### EXERCISE DIRECTIONS:
Reproduce the entries below word for word, from the line with "I see a tree" up to and including the line with "[41,222,507,432]".

### ENTRIES PROVIDED:
• • • • •

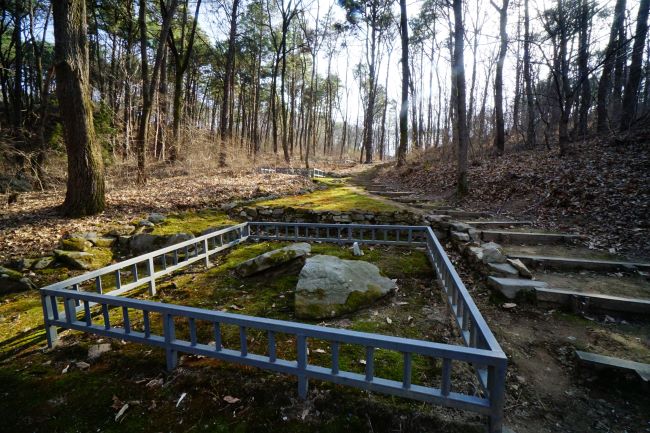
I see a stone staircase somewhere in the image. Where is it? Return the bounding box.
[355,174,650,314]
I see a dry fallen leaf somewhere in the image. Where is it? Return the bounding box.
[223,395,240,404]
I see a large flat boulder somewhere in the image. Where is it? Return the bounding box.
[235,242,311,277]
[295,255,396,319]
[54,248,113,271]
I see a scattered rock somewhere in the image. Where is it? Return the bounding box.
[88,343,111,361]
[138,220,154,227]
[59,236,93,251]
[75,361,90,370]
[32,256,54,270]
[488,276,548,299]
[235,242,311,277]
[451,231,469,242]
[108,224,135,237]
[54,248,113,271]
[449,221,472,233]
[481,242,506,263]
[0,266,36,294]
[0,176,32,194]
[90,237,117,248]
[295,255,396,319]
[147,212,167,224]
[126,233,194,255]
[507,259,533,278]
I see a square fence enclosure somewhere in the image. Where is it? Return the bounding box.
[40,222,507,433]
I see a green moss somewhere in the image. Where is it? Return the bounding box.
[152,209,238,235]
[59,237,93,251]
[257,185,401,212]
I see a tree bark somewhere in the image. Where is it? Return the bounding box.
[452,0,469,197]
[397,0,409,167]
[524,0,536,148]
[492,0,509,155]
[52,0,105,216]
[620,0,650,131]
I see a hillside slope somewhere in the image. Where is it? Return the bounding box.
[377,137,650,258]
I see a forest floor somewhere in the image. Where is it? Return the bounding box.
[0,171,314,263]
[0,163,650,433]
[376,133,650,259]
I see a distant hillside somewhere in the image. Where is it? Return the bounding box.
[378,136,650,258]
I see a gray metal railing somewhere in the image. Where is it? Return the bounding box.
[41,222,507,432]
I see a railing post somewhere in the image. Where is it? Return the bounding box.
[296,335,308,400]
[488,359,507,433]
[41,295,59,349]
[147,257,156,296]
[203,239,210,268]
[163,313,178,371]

• • • • •

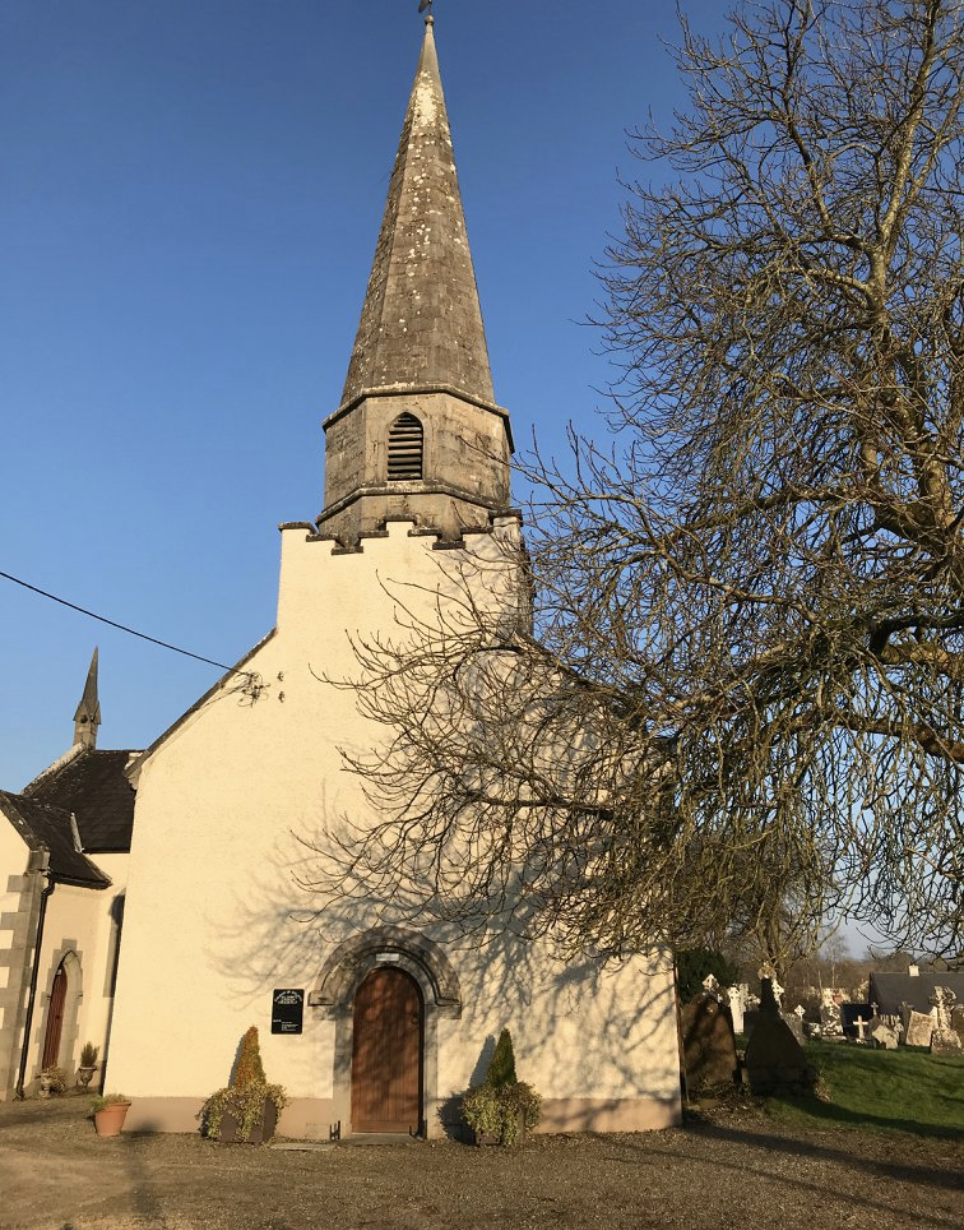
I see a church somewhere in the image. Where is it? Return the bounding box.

• • • • •

### ANSWER BELOW:
I see a tree bark somewhere in the image. Where is it? Return the bounding box.
[452,0,469,197]
[397,0,409,167]
[524,0,536,148]
[492,0,509,155]
[52,0,105,216]
[620,0,650,131]
I see a hillside slope somewhere in the image. Where is it? Return the bounding box.
[377,137,650,258]
I see a forest floor somewhere in the image. Where is it? Return the bounding box.
[0,171,314,263]
[0,163,650,433]
[376,133,650,259]
I see a distant hillside somewhere in the image. Where is it? Return the bounding box.
[378,136,650,258]
I see a gray metal railing somewhere in the image. Where is it? Return the bounding box.
[41,222,507,432]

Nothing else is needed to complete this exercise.